--- YOUR TASK ---
Render every line of the records below as a JSON list of strings, one string per line, skipping blank lines. Leave the pictures out of the list.

START DATASET ROWS

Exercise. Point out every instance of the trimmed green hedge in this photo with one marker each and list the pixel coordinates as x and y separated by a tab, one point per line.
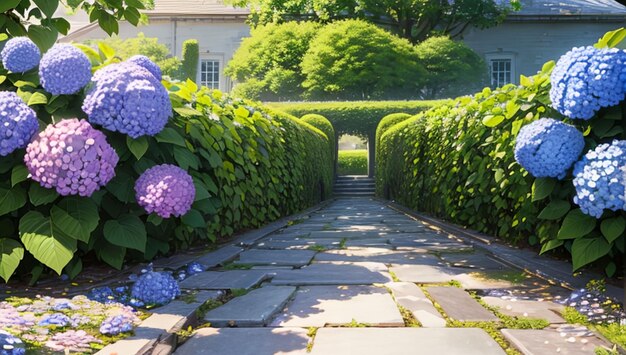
456	161
355	117
352	162
250	166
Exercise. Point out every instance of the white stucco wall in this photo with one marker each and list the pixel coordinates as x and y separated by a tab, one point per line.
531	44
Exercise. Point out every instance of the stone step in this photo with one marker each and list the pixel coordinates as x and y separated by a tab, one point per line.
254	309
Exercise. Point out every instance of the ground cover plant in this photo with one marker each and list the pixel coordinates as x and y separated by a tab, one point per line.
536	163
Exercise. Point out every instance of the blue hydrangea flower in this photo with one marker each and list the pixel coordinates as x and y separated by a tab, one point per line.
548	148
586	79
18	123
599	179
20	54
114	325
10	344
145	62
128	99
56	319
155	288
64	70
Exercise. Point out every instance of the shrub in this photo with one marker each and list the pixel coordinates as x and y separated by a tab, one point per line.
456	161
248	164
355	60
352	162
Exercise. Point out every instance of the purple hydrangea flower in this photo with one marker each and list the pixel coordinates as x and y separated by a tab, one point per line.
117	324
10	344
145	62
155	288
599	179
64	70
20	54
586	79
166	190
72	157
56	319
127	98
18	123
548	148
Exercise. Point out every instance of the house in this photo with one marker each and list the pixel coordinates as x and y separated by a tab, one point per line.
218	28
541	31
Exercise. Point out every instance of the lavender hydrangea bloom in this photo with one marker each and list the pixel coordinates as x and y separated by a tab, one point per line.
18	123
117	324
10	344
64	70
155	288
599	179
145	62
547	147
586	79
72	157
166	190
127	98
20	54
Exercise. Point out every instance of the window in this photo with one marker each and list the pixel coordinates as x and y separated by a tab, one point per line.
210	73
500	72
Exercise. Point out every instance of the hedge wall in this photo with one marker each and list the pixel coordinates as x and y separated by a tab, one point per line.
250	165
354	117
456	161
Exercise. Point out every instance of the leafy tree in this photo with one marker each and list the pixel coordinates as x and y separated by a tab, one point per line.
35	18
412	19
353	59
267	64
453	68
150	47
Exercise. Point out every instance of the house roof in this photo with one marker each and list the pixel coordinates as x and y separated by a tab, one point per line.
558	8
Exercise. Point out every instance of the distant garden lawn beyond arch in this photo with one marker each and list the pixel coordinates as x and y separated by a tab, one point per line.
359	118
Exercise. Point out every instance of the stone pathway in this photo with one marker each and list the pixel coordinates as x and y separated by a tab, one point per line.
358	277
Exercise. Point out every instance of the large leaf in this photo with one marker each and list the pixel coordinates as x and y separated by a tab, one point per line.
11	199
576	224
11	253
126	231
612	228
75	217
54	250
587	250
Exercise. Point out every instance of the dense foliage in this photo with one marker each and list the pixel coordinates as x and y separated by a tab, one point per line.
457	162
267	65
247	165
413	20
352	162
452	68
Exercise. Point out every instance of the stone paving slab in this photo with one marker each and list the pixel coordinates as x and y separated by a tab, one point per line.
459	305
246	341
404	341
549	341
526	308
276	257
251	310
220	256
334	273
411	297
318	306
379	255
224	280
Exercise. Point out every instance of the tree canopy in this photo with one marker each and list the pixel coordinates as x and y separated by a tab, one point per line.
414	20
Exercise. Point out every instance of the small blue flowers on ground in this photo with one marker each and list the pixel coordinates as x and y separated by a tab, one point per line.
64	70
548	148
586	79
599	179
20	54
155	288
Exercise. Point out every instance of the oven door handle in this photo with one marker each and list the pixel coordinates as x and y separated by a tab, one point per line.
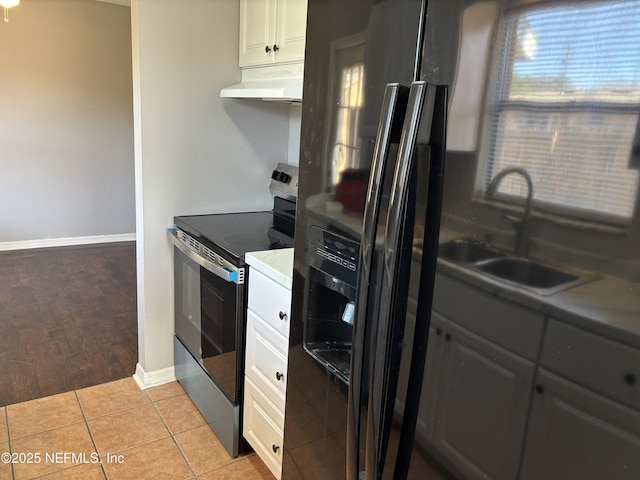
226	273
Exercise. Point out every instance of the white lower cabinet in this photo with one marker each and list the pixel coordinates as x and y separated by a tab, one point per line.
576	433
477	398
266	358
263	427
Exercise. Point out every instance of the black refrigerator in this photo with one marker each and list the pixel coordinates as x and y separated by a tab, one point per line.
466	288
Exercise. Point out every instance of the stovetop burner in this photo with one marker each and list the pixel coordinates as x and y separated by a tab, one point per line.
235	234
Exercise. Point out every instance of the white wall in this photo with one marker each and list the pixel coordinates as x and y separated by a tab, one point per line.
194	152
295	122
66	122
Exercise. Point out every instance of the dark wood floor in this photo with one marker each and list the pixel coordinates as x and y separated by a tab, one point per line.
67	319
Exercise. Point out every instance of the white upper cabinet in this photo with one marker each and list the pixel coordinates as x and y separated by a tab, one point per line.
272	31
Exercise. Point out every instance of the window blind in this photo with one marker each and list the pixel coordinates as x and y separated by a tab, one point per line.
566	106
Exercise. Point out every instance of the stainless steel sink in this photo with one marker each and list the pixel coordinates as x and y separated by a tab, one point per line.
536	276
521	272
466	250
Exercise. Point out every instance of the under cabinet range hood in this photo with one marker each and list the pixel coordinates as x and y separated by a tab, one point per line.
279	83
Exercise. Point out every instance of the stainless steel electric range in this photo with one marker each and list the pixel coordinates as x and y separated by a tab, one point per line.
211	298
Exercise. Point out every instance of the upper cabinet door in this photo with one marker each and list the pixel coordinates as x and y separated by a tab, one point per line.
257	32
291	28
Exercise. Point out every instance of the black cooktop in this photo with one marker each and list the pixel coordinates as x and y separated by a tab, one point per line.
235	234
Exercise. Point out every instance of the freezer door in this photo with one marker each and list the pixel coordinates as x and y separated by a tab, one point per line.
416	195
389	130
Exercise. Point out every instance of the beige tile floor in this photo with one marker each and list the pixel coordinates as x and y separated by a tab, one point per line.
116	431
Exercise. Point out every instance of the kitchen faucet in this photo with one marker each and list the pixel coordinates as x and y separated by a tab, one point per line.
522	224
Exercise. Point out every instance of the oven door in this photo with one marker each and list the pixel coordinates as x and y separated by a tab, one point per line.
208	319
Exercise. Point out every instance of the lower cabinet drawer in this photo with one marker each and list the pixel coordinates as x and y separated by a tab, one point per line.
263	427
598	363
266	359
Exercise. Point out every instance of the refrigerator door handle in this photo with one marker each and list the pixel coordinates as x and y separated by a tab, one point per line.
437	145
396	263
389	130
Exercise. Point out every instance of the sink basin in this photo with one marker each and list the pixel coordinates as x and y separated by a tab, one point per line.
466	250
528	273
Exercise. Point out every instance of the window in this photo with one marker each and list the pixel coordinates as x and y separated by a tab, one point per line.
566	107
346	145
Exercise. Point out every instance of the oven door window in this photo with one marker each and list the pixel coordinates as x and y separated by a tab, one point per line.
187	309
218	330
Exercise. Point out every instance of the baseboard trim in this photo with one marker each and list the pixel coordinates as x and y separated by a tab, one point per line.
153	379
65	242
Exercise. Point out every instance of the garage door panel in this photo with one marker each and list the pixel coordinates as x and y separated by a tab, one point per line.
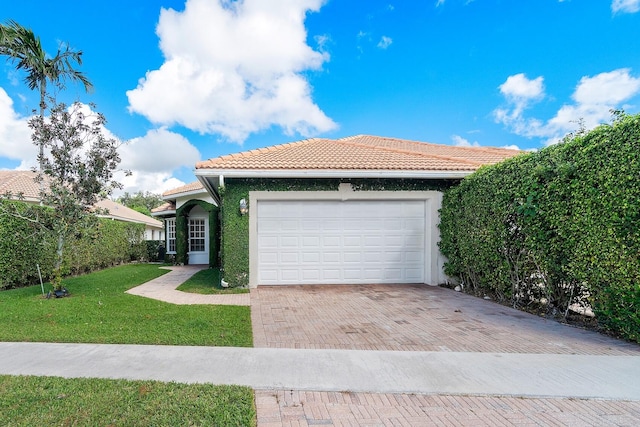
341	242
289	258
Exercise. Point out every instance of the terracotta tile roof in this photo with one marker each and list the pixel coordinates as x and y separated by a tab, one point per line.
19	182
168	206
362	152
194	186
123	213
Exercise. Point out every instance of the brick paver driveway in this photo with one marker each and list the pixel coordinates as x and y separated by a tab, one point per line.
420	318
411	318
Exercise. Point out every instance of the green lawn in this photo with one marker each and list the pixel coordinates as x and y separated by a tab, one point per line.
208	282
46	401
98	311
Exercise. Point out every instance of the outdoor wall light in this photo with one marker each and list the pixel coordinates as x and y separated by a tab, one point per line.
244	209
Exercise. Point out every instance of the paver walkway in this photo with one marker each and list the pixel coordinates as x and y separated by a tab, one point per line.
163	288
471	362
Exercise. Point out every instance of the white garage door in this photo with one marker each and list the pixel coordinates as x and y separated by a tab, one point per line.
333	242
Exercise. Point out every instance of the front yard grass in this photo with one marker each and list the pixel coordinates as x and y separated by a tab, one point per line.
41	401
98	311
208	282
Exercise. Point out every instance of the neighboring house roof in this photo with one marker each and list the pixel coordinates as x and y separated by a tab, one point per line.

END DATASET ROWS

--- CORRECT RESPONSE ---
[
  "Exercise. Point out every instance of the trimmed green hedge in this photo with one marker each and list the pixel coordinates as x and y separated by a tab, one point per line.",
  "456\t161",
  "355\t117",
  "352\t162",
  "250\t166",
  "Exercise. Point out every instance of the white stucco wall in this photo with one marker each and list the pixel coordinates as x and y separated by a tab, one point per line.",
  "531\t44",
  "Exercise. Point out every instance of the stone step in this photo with one marker each and list the pixel coordinates as x and y separated by a tab, one point per line.",
  "254\t309",
  "Exercise. Point out every instance of the ground cover plant in this photo with one marker each and list the pixel coordinates as x and y separated by a tab, one point per line.",
  "536\t163",
  "Exercise. Point out every instance of the blue hydrangea flower in this photo with one marker each and list the pixel coordinates as x and y separated by a tab, one point per line.",
  "548\t148",
  "586\t79",
  "18\t123",
  "599\t179",
  "20\t54",
  "114\t325",
  "10\t344",
  "145\t62",
  "128\t99",
  "56\t319",
  "155\t288",
  "64\t70",
  "Exercise. Point out every instance of the shrub in this photo with one marker each and list the pixel coordinates as x and y separated by a tab, one point per line.",
  "456\t161",
  "248\t164",
  "355\t60",
  "352\t162",
  "Exercise. Point out every instance of the purple hydrangea flower in this photo with one marker each and list the pixel coordinates as x and y separated by a tab, one point per line.",
  "117\t324",
  "10\t344",
  "145\t62",
  "155\t288",
  "599\t179",
  "64\t70",
  "20\t54",
  "586\t79",
  "166\t190",
  "72\t157",
  "56\t319",
  "127\t98",
  "18\t123",
  "548\t148",
  "Exercise. Point out every instance of the house in this photo with one marker each and list the pixel coordinates as x and y separated by a tab, one point per line.",
  "218\t28",
  "541\t31",
  "Exercise. Point out every instance of the lavender hydrangea bloom in this photo with one marker each and list the pixel coordinates as x and y separated by a tab, one point per line.",
  "18\t123",
  "117\t324",
  "10\t344",
  "64\t70",
  "155\t288",
  "599\t179",
  "145\t62",
  "547\t147",
  "586\t79",
  "72\t157",
  "166\t190",
  "127\t98",
  "20\t54",
  "Exercise. Point out every instance of the window in this photo with one marker each and list the pixel coordinates as x and y separated by a tab, one point per line.",
  "210\t73",
  "500\t72",
  "Exercise. Point out every instance of the hedge wall in this photo with one marker each and list the pixel coordinates as x and y separated by a tab, one point per line.",
  "250\t165",
  "354\t117",
  "456\t161",
  "Exercise. Point out every instance of the leafy tree in this photo with one marker each and list the pixel coordinates as x and y separated by a tab, one point per line.",
  "35\t18",
  "412\t19",
  "353\t59",
  "267\t64",
  "453\t68",
  "150\t47",
  "Exercise. Point out every instance of the house roof in this photo with one marker each and list the pixel coordinates as x and y separated by a tab, one point per line.",
  "558\t8",
  "Exercise. Point out every instance of the distant garden lawn beyond arch in this photo with one marker each and list the pixel coordinates as x and y separated by a tab, one point per line.",
  "359\t118",
  "Exercise. Point out every instance of the stone pathway in this photo with one marker each and list the pixel coordinates as x and y separated by a tab, one point per line.",
  "358\t277",
  "Exercise. Point out every instance of the large leaf in this photo with one marker each and list the pixel coordinates as x and y separated by a tab, one point per line.",
  "11\t199",
  "576\t224",
  "11\t253",
  "126\t231",
  "612\t228",
  "75\t217",
  "54\t250",
  "587\t250",
  "Exercise. Point out every instance of the dense foliage in this photo with one marker each and list the pixel coordinates as x and y separated by a tab, one point per line.",
  "457\t162",
  "267\t65",
  "247\t165",
  "413\t20",
  "352\t162",
  "452\t68",
  "Exercise. Point out every instance of the stone paving slab in this photo with one marker each and list the pixel coordinates as x and y separated by a tab, one point per line.",
  "459\t305",
  "246\t341",
  "404\t341",
  "549\t341",
  "526\t308",
  "276\t257",
  "251\t310",
  "220\t256",
  "334\t273",
  "411\t297",
  "318\t306",
  "379\t255",
  "224\t280",
  "Exercise. Point out every instance of the tree canopy in this photo with one marker each and list the pixel coordinates as x and y separated by a tab, one point per line.",
  "414\t20",
  "Exercise. Point out every instance of the small blue flowers on ground in this photo with one marker each and list the pixel coordinates as x and y separated by a tab, one point per line.",
  "64\t70",
  "548\t148",
  "586\t79",
  "599\t179",
  "20\t54",
  "155\t288",
  "Exercise. Point out every instance of the oven door handle in this photo with one marker each and list the pixel coordinates as x and y separated by a tab, one point per line.",
  "226\t273",
  "Exercise. Point out every instance of the white lower cabinet in this photo with one marker each and list the pixel coordinates as x and y separated by a tab, one point per line.",
  "576\t433",
  "477\t398",
  "266\t358",
  "263\t427",
  "Exercise. Point out every instance of the black refrigerator in this photo with one marker each and list the pixel coordinates as x and y separated by a tab, one point per line.",
  "466\t288",
  "Exercise. Point out every instance of the stovetop burner in this photo with one marker each and list the pixel coordinates as x and y separated by a tab, one point per line.",
  "235\t234",
  "Exercise. Point out every instance of the white wall in this photo with one marker each and list the pixel coordinates as x and y separated by a tab, one point per line.",
  "194\t152",
  "295\t122",
  "66\t122",
  "Exercise. Point out every instance of the dark wood floor in this photo with one marker each and list the pixel coordinates as x and y separated by a tab, one point per line.",
  "67\t319",
  "Exercise. Point out every instance of the white upper cabinet in this photo with one marker each and list the pixel coordinates as x and y separated by a tab, one point per line.",
  "272\t31",
  "Exercise. Point out every instance of the window blind in this photo with one marker each and list the pixel coordinates as x and y separated by a tab, one point per line.",
  "566\t106",
  "Exercise. Point out every instance of the stainless steel sink in this photo with one marker each and list the pixel coordinates as x and y separated by a tab, one point per line.",
  "536\t276",
  "521\t272",
  "466\t250",
  "Exercise. Point out every instance of the under cabinet range hood in this photo with one marker each and list the pixel coordinates as x and y separated by a tab, one point per line.",
  "279\t83",
  "Exercise. Point out every instance of the stainless steel electric range in this photo with one marker each and list the pixel coordinates as x and y separated by a tab, one point per line.",
  "211\t298",
  "Exercise. Point out every instance of the upper cabinet door in this photo with one marker each and list the pixel coordinates as x and y separated by a tab, one point per line.",
  "257\t32",
  "291\t28",
  "Exercise. Point out every instance of the black cooktop in this photo with one marker each and list the pixel coordinates as x and y separated by a tab, one point per line.",
  "235\t234",
  "Exercise. Point out every instance of the freezer door in this photo with one marker each and list the pixel coordinates as x and y separated by a tab, one point per line.",
  "416\t195",
  "389\t130",
  "Exercise. Point out every instance of the beige tile floor in this photo with one marker each and list the pixel coordinates as x and y separated by a tab, one point per line.",
  "116\t431",
  "Exercise. Point out every instance of the kitchen faucet in this photo with one marker each and list the pixel coordinates as x and y separated by a tab, one point per line.",
  "522\t224",
  "Exercise. Point out every instance of the oven door in this photo with one marker each and list the pixel coordinates as x and y separated by a tab, one point per line.",
  "208\t319",
  "Exercise. Point out every instance of the lower cabinet drawer in this photo with one marker each and list the pixel coordinates as x and y separated by a tab, one point per line.",
  "263\t427",
  "598\t363",
  "266\t359",
  "Exercise. Point out every instance of the refrigerator door handle in this photo with one marker each and list the pixel coordinates as x and y separated by a tab, one point per line.",
  "437\t145",
  "396\t263",
  "389\t130",
  "Exercise. Point out every instance of the sink basin in this photo with one marker each and list the pixel coordinates as x and y separated by a tab, one point per line.",
  "466\t250",
  "528\t273",
  "Exercise. Point out every instance of the window in this photo with one marker each and list the pixel coordinates as x and y separated by a tab, one point per line.",
  "566\t107",
  "346\t145",
  "Exercise. Point out every instance of the oven door window in this photo with one marker each and list the pixel coordinates as x and y separated by a tab, one point per line.",
  "187\t309",
  "218\t330",
  "Exercise. Point out every instance of the baseboard trim in this photo with one marker each and list the pixel coordinates as x and y separated by a tab, one point per line.",
  "153\t379",
  "65\t242",
  "Exercise. Point out every instance of the garage door panel in this photo with one marker each and list the pixel coordinates as x and y separated by a tab, one point per line.",
  "341\t242",
  "289\t258",
  "Exercise. Point out every instance of the terracotta tile roof in this photo with one marker each and list the pixel coordinates as x and y separated by a tab, one point per line.",
  "19\t182",
  "168\t206",
  "362\t152",
  "194\t186",
  "123\t213",
  "Exercise. Point out every instance of the brick paver driveway in this photo with one marker each and list the pixel coordinates as x and y separated by a tab, one point per line.",
  "420\t318",
  "411\t318",
  "Exercise. Point out every instance of the green lawn in this photo with one marker each and list the pixel coordinates as x and y separated by a tab, one point per line.",
  "208\t282",
  "46\t401",
  "98\t311",
  "Exercise. Point out every instance of the outdoor wall light in this photo with one marker each and list the pixel coordinates as x and y separated by a tab, one point per line.",
  "244\t209",
  "Exercise. Point out every instance of the paver walkway in this photo with one marker each and list the pixel coordinates as x and y separated by a tab, one point per line.",
  "163\t288",
  "471\t362",
  "Exercise. Point out every instance of the white garage door in this photo with one marker each and list the pixel coordinates as x and y separated by a tab, one point per line.",
  "333\t242",
  "Exercise. Point out every instance of the front yard grass in this photo with one marker each and list the pixel coordinates as x and y separated by a tab, one point per line.",
  "41\t401",
  "98\t311",
  "208\t282",
  "Exercise. Point out every instance of the neighboring house roof in this photo with one marker each and list the pixel coordinates as x and y separated by a tab, one point per line."
]